Сизифов труд. Я же знал, что провалюсь все равно: у меня не хватало сил долго выдерживать такую концентрацию, сознание еще не было на эту тему тренированным. И, тем не менее, периоды, когда я все-таки мог подняться над болью, помогли мне пережить эти часы и не утратить человеческий облик. На что он мне тогда сдался, этот облик, я без понятия. Но, возможно, юношеский страх потери лица сделал свое позитивное дело — внес хотя бы немного энергии в мои попытки вкатить камень в гору…
Утром пришел врач и, едва взглянув на мое лицо, цветом вполне сливавшееся с подушкой, выписал мне опиаты, которые мне быстро вкатили, и я благополучно забылся.
Потом, переваривая произошедшее, я думал о том, что вполне осознанно переживал утрату и возвращение собственной личности, и, как оказалось, мог на этот процесс хоть сколько-то влиять. А вместе с этим я хотя бы частично осознал эту близость большего, о которой, видимо, нужно писать отдельно и в несколько ином уже ключе.
Не встречаться с болью мы не можем, как и не встречаться со смертью. Самое трудное для принятия после любого опыта сильной боли — что это неотвратимо по сути. И что если это случится еще и еще, тебе придется переживать это снова. Смириться с этим, кажется, просто невозможно. Но это — самый сильный опыт смирения, который только можно представить. Потому что вместе с принятием боли мы принимаем всю суть этого мира и всю суть нашего пути.

Фрагменты данных:
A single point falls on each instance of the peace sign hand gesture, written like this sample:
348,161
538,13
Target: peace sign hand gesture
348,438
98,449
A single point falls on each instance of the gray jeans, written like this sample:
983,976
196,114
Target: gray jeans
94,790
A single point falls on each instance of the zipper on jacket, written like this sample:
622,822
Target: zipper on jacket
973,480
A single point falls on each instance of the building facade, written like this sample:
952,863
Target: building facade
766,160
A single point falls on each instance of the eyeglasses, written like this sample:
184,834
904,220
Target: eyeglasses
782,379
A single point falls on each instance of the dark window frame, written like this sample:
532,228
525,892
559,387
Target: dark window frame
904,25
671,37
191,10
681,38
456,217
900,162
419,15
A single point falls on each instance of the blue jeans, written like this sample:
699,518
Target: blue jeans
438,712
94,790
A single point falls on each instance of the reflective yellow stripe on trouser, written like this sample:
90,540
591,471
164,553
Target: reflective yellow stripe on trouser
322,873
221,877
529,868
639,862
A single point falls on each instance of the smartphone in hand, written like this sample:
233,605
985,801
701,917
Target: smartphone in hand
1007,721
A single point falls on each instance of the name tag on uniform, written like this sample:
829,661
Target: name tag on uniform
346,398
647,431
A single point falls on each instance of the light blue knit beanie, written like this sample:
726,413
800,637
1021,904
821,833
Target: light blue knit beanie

Ваше задание: Продолжите текст о пережитой боли и смирении, начиная сразу после его последнего предложения.

Ответ на задание:
Когда-то, когда в нашем пространстве только появились сайты знакомств, в анкете был странный вопрос: как вы хотели бы умереть? Я не очень понял, о чем это, но ответил как-то не задумываясь и одним словом — ОСОЗНАННО.
И это не изменилось с тех пор. Я хотел бы видеть и понимать, что и как будет происходить со мной в момент перехода.
Этот ресурс мне и дала как вся та ситуация в целом, так и конкретно переживание боли на грани. Именно из тех состояний я немного узнал о том, как личность со всеми ее мыслями, чувствами, опытом и памятью постепенно превращается в некий сгусток энергии, который себя в целом осознает, правда, несколько иначе, чем личность.
Но о встрече с большим, об опыте выхода из тела и той точке, где личность как бы есть, а как бы и нет, — в другой раз.
Читайте полный цикл «Целительная смерть»:
- Тема смерти в моей жизни: как все начиналось
- Что такое смерть как ресурс?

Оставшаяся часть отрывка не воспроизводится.